:: SCHRIFTLICHE AUFGABE A ::
Prüfe anhand des Textabschnitts über Tusks Haltung zur Migration, ob die folgenden Aussagen zutreffen. Antworte jeweils mit Ja oder Nein und zitiere die entscheidenden Worte wörtlich: (i) Néző wertet Tusks Äußerung als Absage an Merkels Politik. (ii) Migranten könnten zur Überprüfung bis zu 24 Monate festgehalten werden. (iii) Tusk hat Orbán früher meist gelobt.

:: TEXTABSCHNITT ::
In Magyar Idők begrüßt László Néző die harte Haltung von Donald Tusk zur Migration als Kehrtwende, die dem ungarischen Ministerpräsidenten Recht gebe. Der EU-Ratspräsident habe Orbán gewöhnlich kritisiert und ihn sogar übers Christentum belehrt. Nunmehr hingegen versuche er offensichtlich, den Chor der gegen die „Willkommenskultur“ (im ungarischsprachigen Text wird der deutsche Begriff verwendet – Anm. d. Red.) eingestellten Kräfte zu leiten. Dies würde beispielsweise nicht ausschließen, Migranten zwecks gründlicher Überprüfung bis zu 18 Monate in Gewahrsam zu halten. In der Interpretation von Néző ist Tusks Äußerung eine klare Absage an die Politik der deutschen Kanzlerin Merkel. Für derlei Stellungnahmen sei Orbán vor einiger Zeit noch quasi gekreuzigt worden, während er sich nunmehr rehabilitiert fühlen könne. Merkel, so vermutet Néző, sei durch unbestimmte politische Kräfte möglicherweise lahmgelegt. Der Autor warnt die Kanzlerin, dass ein Feilschen im Hinterzimmer keinen führenden Politiker in die Lage versetze, wider den Gegenwind der Geschichte zu segeln. Auch könnte es sich kein demokratischer Spitzenpolitiker erlauben, den Willen des eigenen Volkes zu ignorieren, unterstreicht Néző.

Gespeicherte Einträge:
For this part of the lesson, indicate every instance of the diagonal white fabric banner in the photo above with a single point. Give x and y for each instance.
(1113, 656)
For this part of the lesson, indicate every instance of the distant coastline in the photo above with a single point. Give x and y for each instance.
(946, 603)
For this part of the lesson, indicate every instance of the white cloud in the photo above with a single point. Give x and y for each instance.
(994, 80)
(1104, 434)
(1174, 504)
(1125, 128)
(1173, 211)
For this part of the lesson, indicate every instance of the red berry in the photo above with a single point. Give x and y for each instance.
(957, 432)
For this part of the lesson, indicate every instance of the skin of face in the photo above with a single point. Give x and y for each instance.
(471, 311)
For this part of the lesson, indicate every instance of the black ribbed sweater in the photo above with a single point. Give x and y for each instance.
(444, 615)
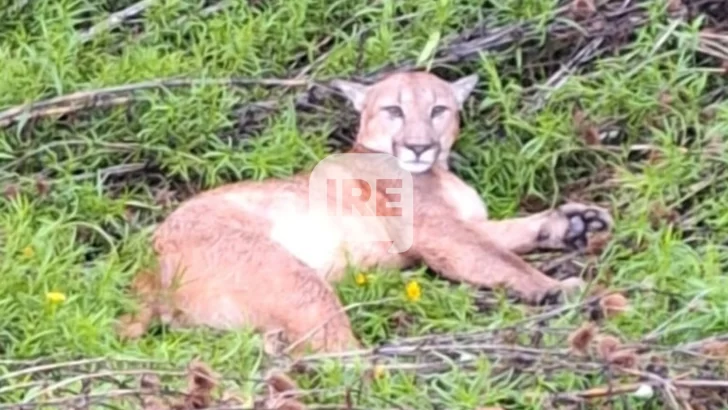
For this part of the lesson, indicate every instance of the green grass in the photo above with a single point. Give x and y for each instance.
(88, 234)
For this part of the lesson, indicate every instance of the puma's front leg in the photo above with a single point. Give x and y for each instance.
(563, 228)
(456, 252)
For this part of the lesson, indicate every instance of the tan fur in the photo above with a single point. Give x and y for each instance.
(248, 254)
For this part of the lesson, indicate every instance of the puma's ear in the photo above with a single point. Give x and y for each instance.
(355, 92)
(463, 87)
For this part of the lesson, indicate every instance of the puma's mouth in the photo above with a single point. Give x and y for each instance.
(415, 167)
(416, 158)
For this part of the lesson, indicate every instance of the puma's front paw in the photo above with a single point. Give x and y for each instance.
(567, 226)
(553, 292)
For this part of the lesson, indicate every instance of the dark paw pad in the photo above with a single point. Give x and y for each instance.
(581, 223)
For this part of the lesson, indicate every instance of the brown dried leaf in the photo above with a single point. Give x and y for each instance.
(163, 198)
(154, 403)
(674, 6)
(280, 383)
(625, 358)
(583, 8)
(606, 345)
(580, 339)
(285, 404)
(133, 326)
(150, 382)
(613, 305)
(715, 348)
(201, 380)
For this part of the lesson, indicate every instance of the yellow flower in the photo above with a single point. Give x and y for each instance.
(55, 297)
(28, 252)
(413, 291)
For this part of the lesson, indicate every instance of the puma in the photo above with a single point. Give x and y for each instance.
(248, 254)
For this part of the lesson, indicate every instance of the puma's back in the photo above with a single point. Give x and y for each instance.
(254, 254)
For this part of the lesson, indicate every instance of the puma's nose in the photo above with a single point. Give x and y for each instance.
(418, 149)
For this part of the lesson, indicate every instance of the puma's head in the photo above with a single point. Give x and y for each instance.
(413, 116)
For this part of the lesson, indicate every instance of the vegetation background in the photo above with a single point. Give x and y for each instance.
(138, 105)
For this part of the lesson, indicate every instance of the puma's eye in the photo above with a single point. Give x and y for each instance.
(437, 110)
(394, 111)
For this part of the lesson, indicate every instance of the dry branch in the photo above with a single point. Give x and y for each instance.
(606, 30)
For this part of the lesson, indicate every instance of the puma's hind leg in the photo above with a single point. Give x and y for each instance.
(286, 297)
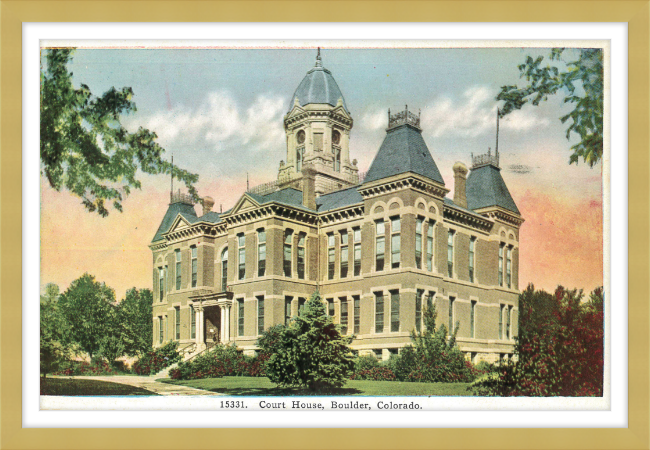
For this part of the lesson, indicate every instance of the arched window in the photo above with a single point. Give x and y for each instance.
(224, 269)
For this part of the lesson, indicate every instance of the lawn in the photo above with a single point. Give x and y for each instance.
(262, 386)
(66, 386)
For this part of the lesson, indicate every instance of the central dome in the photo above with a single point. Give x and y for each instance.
(318, 87)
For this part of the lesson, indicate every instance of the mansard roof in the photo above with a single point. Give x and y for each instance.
(338, 199)
(403, 150)
(184, 209)
(485, 187)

:: SCHRIFTLICHE AUFGABE B ::
Gib die gespeicherten Einträge unverändert wieder, vom Anfang bis einschließlich der Zeile mit „(1173, 211)“.

:: LÖSUNG DER AUFGABE A ::
(i) Ja: „In der Interpretation von Néző ist Tusks Äußerung eine klare Absage an die Politik der deutschen Kanzlerin Merkel.“
(ii) Nein: „Migranten zwecks gründlicher Überprüfung bis zu 18 Monate in Gewahrsam zu halten“
(iii) Nein: „Der EU-Ratspräsident habe Orbán gewöhnlich kritisiert“

:: LÖSUNG DER AUFGABE B ::
For this part of the lesson, indicate every instance of the diagonal white fabric banner in the photo above with a single point. Give x and y for each instance.
(1113, 656)
For this part of the lesson, indicate every instance of the distant coastline in the photo above with a single point. Give x and y for each instance.
(946, 603)
For this part of the lesson, indicate every instance of the white cloud in the photo above with a single point. Give x and y for each instance.
(994, 80)
(1104, 434)
(1174, 504)
(1125, 128)
(1173, 211)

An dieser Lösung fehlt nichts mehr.